═════ Data listing

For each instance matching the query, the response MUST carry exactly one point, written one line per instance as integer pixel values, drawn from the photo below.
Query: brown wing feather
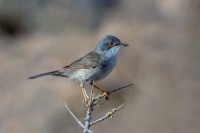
(90, 60)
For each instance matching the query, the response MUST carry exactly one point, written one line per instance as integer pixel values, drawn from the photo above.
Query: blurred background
(163, 62)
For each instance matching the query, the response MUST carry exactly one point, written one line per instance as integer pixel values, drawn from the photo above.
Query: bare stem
(92, 101)
(107, 115)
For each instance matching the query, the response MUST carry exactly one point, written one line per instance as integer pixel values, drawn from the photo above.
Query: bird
(94, 66)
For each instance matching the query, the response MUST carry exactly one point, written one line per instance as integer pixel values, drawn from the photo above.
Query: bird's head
(109, 44)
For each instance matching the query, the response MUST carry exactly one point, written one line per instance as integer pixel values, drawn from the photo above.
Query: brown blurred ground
(162, 61)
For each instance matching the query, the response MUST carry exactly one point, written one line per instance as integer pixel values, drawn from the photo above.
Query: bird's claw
(106, 93)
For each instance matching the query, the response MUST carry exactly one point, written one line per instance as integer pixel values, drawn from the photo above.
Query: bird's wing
(90, 60)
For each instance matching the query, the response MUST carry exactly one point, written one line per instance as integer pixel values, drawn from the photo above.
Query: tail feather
(43, 74)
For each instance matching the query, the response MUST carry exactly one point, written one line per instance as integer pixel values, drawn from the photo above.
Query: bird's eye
(111, 44)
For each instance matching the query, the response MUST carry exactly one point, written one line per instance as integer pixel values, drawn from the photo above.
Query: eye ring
(111, 44)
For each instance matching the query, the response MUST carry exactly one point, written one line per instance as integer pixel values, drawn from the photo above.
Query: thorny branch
(93, 101)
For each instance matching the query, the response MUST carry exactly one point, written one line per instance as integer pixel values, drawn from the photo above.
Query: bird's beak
(124, 44)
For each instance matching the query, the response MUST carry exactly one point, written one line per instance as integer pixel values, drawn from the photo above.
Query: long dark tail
(45, 74)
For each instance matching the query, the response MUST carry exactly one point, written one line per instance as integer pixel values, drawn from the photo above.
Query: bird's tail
(45, 74)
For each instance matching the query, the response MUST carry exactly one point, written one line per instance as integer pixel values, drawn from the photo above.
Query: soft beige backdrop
(163, 61)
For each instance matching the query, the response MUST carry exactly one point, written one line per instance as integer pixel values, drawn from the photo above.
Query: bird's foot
(106, 93)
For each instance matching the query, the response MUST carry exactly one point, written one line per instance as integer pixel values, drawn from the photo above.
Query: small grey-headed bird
(94, 66)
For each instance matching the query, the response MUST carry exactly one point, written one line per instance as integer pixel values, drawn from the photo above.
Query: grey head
(108, 44)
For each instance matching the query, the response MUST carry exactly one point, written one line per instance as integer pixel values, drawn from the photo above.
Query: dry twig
(93, 101)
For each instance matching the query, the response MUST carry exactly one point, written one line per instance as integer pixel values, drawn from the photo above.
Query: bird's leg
(105, 92)
(85, 96)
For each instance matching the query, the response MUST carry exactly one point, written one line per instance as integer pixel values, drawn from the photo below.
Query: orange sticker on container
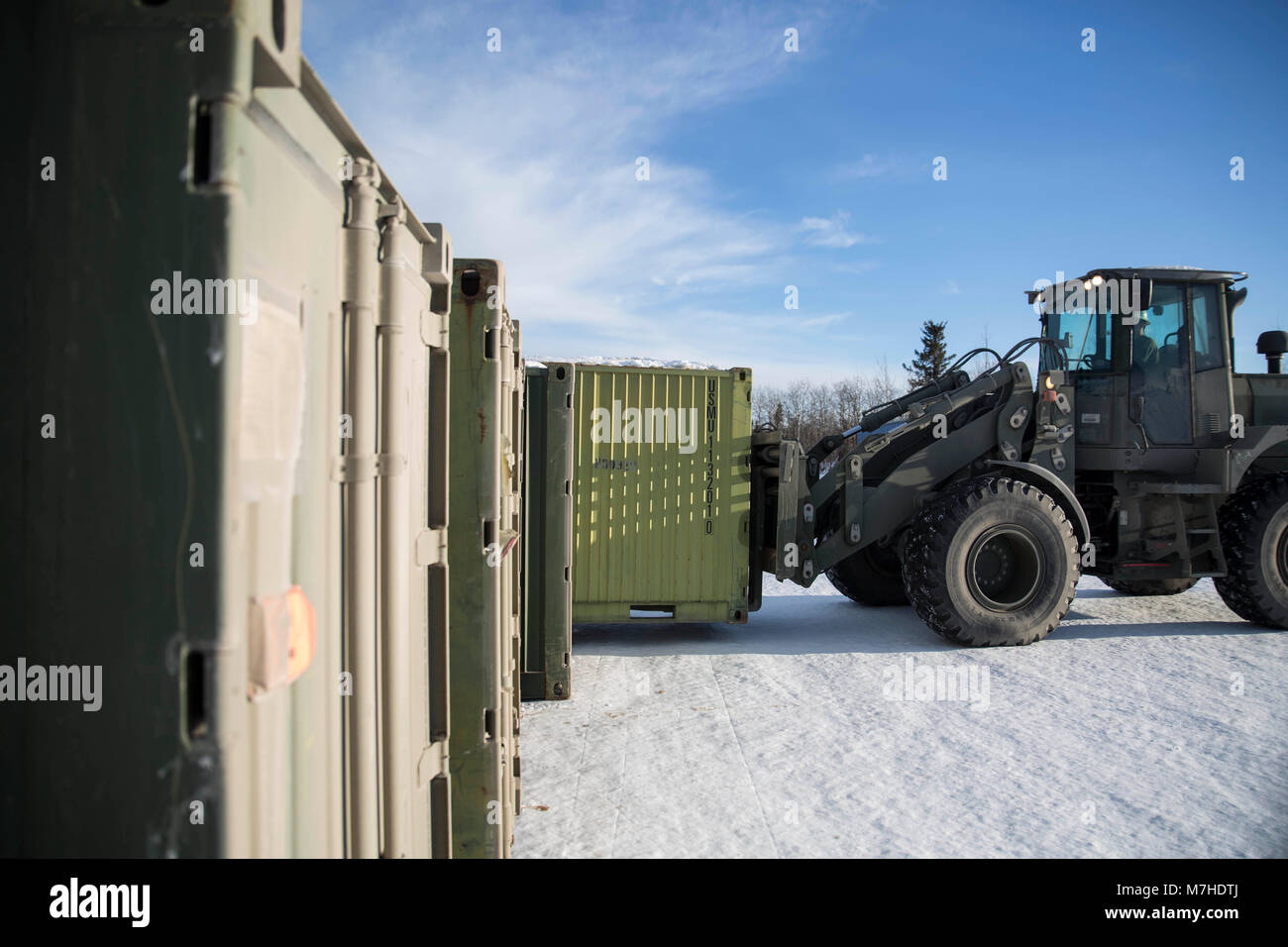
(281, 641)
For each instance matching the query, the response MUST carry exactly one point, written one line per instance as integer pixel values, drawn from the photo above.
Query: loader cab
(1149, 356)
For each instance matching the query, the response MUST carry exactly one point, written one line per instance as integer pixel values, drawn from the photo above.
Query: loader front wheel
(874, 577)
(1254, 540)
(992, 564)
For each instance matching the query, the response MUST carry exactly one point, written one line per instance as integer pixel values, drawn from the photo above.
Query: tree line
(806, 410)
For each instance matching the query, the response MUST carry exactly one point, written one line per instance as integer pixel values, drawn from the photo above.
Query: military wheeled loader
(1137, 455)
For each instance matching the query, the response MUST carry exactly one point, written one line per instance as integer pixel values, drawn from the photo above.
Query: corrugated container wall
(661, 493)
(546, 672)
(194, 482)
(485, 518)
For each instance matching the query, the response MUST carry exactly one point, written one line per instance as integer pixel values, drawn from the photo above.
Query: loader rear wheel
(992, 564)
(1149, 586)
(874, 577)
(1254, 540)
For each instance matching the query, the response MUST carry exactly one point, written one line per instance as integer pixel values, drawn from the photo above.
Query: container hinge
(432, 547)
(433, 762)
(433, 329)
(352, 468)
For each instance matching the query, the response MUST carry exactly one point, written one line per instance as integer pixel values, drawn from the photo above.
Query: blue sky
(812, 169)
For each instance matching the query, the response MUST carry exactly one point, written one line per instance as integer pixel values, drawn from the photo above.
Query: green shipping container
(661, 495)
(548, 532)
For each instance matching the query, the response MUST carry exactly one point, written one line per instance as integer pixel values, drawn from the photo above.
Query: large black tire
(992, 564)
(1254, 540)
(1149, 586)
(872, 577)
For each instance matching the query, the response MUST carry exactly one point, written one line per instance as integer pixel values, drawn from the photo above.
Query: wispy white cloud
(819, 321)
(529, 155)
(867, 166)
(831, 231)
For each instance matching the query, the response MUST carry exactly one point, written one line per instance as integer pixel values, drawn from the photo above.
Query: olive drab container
(546, 672)
(263, 468)
(661, 495)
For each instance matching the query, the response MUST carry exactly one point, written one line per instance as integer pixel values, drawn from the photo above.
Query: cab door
(1159, 395)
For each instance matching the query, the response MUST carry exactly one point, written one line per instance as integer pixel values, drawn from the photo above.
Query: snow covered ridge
(631, 363)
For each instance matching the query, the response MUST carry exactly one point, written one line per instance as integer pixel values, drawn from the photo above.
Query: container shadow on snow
(785, 625)
(833, 625)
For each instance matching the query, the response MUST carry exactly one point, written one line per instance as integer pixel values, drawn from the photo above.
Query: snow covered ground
(1140, 727)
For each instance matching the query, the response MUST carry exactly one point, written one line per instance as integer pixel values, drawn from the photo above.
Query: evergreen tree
(931, 359)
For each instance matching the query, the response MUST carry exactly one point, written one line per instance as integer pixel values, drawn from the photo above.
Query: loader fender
(1059, 491)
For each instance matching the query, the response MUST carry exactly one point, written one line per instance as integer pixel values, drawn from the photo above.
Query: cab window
(1158, 337)
(1207, 328)
(1089, 335)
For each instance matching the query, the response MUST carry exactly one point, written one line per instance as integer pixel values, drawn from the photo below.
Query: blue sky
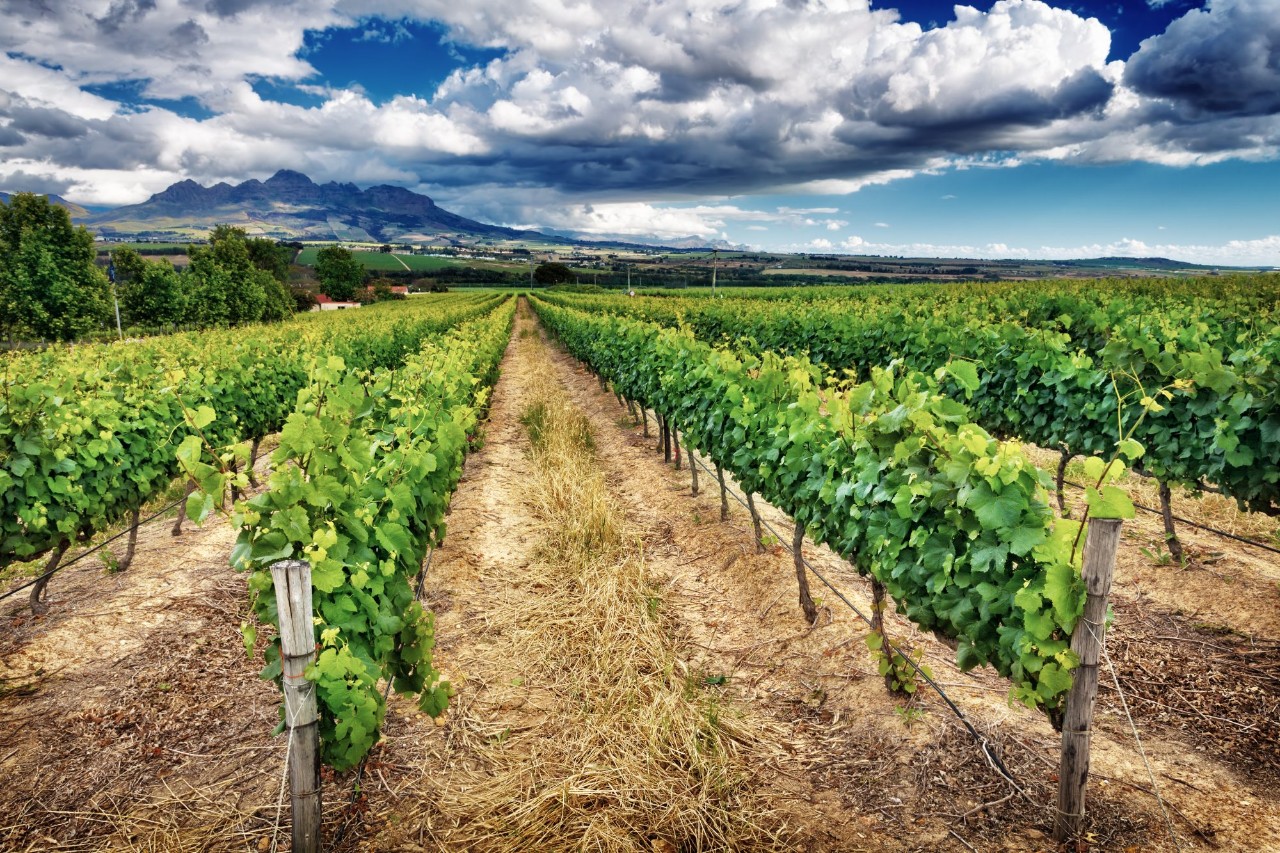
(1019, 128)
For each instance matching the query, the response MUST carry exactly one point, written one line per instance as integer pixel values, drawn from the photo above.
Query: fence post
(1097, 569)
(297, 649)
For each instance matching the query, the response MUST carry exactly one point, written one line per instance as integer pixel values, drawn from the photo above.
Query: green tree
(272, 256)
(339, 273)
(279, 301)
(237, 287)
(553, 273)
(128, 265)
(151, 295)
(49, 284)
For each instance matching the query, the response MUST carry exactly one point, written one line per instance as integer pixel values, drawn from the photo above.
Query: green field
(152, 249)
(380, 261)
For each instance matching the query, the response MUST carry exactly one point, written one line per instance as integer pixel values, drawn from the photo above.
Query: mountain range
(291, 206)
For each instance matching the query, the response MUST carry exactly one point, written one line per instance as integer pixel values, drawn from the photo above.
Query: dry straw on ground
(643, 756)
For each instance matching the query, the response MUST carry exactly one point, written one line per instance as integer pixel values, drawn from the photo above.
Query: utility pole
(110, 274)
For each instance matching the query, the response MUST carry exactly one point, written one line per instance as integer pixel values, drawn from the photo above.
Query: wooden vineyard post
(720, 475)
(755, 523)
(810, 610)
(1100, 561)
(298, 649)
(1166, 512)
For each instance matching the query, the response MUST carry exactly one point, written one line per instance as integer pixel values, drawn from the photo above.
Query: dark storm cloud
(1223, 60)
(124, 13)
(232, 8)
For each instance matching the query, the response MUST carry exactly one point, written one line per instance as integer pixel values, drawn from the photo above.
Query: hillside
(292, 206)
(77, 211)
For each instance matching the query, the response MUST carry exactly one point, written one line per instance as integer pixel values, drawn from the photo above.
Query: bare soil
(132, 719)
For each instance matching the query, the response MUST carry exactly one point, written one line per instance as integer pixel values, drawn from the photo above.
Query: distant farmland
(383, 261)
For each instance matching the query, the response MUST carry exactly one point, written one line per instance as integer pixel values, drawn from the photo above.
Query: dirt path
(131, 719)
(914, 779)
(131, 716)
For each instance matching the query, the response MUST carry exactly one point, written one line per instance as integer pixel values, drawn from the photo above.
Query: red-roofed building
(325, 304)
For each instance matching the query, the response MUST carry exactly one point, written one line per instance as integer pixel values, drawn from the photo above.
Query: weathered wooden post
(298, 649)
(755, 523)
(1097, 569)
(810, 610)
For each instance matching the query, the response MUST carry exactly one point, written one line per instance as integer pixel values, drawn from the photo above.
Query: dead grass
(640, 757)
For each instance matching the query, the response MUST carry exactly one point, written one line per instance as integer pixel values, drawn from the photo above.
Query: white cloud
(632, 103)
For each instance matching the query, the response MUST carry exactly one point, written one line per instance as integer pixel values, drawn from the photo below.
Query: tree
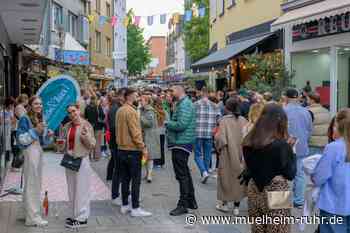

══════════

**What you have to do:** Every line from the one containing "Query: dead grass" through the last line of the records is to be reproduced exactly, with pictures left out and nothing else given.

**Solved problem:**
Query: dead grass
(640, 757)
For each instance matching the query, the response MUST carry exactly one point, written one line per instance as integer pixel values, drawn from the photo above.
Query: white cloud
(632, 103)
For each instance matching the query, the response MUST carry exactly one point, written one line per instance as integer pixel values, drawn from the photo below.
Query: tree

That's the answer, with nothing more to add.